* WHAT YOU NEED TO DO
1) Answer these from the passage on race and Acts 6:
(a) In what year was Garnette Cadogan's essay written?
(b) What did the man whose wheelchair was stuck in the crosswalk threaten to do?
(c) How many deacons did the apostles choose in Acts 6?
2) State how many lines of the rows below contain the string "snow", with case counting. Reply with the number alone.

I read an essay recently, written in 2016, by a Jamaican man named Garnette Cadogan who moved to New Orleans and eventually to New York as a young man in the late 1990s. It’s a longer read, but well worth your time. He describes what he unexpectedly encountered in those early days in New Orleans:

“Within days I noticed that many people on the street seemed apprehensive of me: Some gave me a circumspect glance as they approached, and then crossed the street; others, ahead, would glance behind, register my presence, and then speed up; older white women clutched their bags; young white men nervously greeted me, as if exchanging a salutation for their safety: “What’s up, bro?” On one occasion, less than a month after my arrival, I tried to help a man whose wheelchair was stuck in the middle of a crosswalk; he threatened to shoot me in the face, then asked a white pedestrian for help.

I wasn’t prepared for any of this. I had come from a majority-black country in which no one was wary of me because of my skin color. Now I wasn’t sure who was afraid of me. I was especially unprepared for the cops. They regularly stopped and bullied me, asking questions that took my guilt for granted. I’d never received what many of my African American friends call “The Talk”: No parents had told me how to behave when I was stopped by the police, how to be as polite and cooperative as possible, no matter what they said or did to me. So I had to cobble together my own rules of engagement. Thicken my Jamaican accent. Quickly mention my college. “Accidentally” pull out my college identification card when asked for my driver’s license.”

What might that do to you if others regularly crossed the street to avoid you? How would you see the world if you experienced just one encounter with police like he described? How would it affect you if your guilt was taken for granted? Soon, race would dominate the way you viewed the world. Most of us who are white aren’t Jim Crow kind of racists, but I think we should understand how it lands on black people when we shrug at the issue that has so defined their experience of reality.

In Acts 6, we read about a situation in the early church in which Greek widows were being neglected in the daily distribution of food in favor of the Hebraic widows. Once brought to the attention of the apostles, they organized a system to address this injustice. Specifically, they chose seven deacons to devote themselves to the fair distribution of church resources to the needy widows. The interesting thing, though, is that all seven were Greek. They didn’t create a team that equally represented each ethnicity. Instead, they weighted the representation (fully) toward the neglected group. Did this mean that the Hebraic widows didn’t matter? Of course not. Rather, they recognized a need to give special attention to the minority party. In order to achieve fairness, the needs of one group needed to be highlighted.

* DATA RECORDS
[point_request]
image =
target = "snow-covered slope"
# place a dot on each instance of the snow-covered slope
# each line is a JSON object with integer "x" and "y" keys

* FULL SOLUTIONS
1)
(a) 2016
(b) To shoot him in the face
(c) Seven

2) 2